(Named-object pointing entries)
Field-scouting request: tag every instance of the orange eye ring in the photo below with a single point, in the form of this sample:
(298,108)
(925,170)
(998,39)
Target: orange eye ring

• **Exercise**
Rewrite the rows above as a Markdown table with the columns "Row number" and "Line text," giving each non-blank line its own entry.

• **Result for this task**
| Row number | Line text |
|---|---|
| 1 | Field-scouting request: tag every instance of the orange eye ring in the photo below with a single point, in the form of this sample: |
| 2 | (298,108) |
| 3 | (925,170) |
| 4 | (998,39) |
| 5 | Target: orange eye ring |